*** Opening Passage provided ***

Emotional Processing: The Mind-Body Connection

Regina Pally


From the evolutionary perspective first proposed by Darwin, emotions evolved to enhance survival by providing more adaptive solutions to problems that animals commonly encounter, such as maintaining body homeostasis, finding food, defending against danger, reproducing, caring for offspring and sustaining social relationships (Darwin, 1872; Pinker, 1997; Le Doux, 1996). Put in the simplest neuroscientific terms, emotions organise an animal's sustained responses to rewarding and aversive stimuli. The aim of this article is to illuminate the brain circuitry of emotion and show how these circuits apply to a wide variety of clinically relevant issues; anxiety, psychosomatic conditions, attachment and non-verbal communication.

*** Closing Passage provided ***

=== Task statement ===
Extend the passage on the brain circuitry of emotion, picking up after its final sentence.

*** Opening Data ***

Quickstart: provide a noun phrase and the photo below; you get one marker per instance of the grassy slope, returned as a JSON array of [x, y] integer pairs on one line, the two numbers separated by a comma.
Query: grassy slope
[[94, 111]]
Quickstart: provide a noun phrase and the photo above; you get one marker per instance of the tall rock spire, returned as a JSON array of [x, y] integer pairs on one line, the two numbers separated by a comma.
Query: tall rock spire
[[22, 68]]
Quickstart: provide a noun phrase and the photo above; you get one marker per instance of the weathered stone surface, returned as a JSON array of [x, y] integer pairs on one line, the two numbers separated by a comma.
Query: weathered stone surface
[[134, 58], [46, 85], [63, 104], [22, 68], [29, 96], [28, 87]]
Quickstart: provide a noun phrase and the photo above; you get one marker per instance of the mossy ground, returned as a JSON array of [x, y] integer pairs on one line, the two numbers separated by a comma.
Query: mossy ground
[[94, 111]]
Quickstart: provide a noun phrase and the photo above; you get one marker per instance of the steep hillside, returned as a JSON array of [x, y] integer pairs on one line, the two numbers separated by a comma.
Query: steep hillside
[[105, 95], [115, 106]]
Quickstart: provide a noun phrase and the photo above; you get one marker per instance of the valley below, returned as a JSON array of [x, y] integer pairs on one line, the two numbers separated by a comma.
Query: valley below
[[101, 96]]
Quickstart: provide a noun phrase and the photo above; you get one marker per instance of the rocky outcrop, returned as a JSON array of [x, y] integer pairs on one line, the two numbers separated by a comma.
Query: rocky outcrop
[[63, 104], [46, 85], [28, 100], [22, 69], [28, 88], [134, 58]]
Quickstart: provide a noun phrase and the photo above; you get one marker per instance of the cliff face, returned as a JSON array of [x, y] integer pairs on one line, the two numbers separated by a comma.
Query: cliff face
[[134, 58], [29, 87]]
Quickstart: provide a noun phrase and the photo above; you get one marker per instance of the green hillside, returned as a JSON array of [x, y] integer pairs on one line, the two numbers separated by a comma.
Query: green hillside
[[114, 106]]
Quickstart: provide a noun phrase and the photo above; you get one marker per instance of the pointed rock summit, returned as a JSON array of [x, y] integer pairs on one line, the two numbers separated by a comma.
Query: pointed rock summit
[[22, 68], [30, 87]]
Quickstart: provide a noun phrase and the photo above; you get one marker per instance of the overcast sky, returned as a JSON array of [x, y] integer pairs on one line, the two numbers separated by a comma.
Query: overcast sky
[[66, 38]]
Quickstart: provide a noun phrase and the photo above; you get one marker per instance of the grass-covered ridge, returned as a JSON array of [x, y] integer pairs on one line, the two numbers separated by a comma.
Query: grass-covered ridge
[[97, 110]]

*** Closing Data ***

=== Solved problem ===
The function of emotion is to coordinate the mind and body. Emotion organises perception, thought, memory, physiology, behaviour and social interaction so as to provide an optimal means for coping with the particular situation that is generating the emotion. Under the sway of fear, we are more likely to interpret stimuli as dangerous, have frightening thoughts, remember frightening things, show increased metabolic readiness to deal with danger, and to undertake behaviours such as ‘freezing’, fleeing or fighting to help avoid the threat. Infant emotions of separation distress organise the infant's bio-behavioural state so as to trigger comforting reunion responses in the care-taker. These examples illustrate a central thesis of this paper.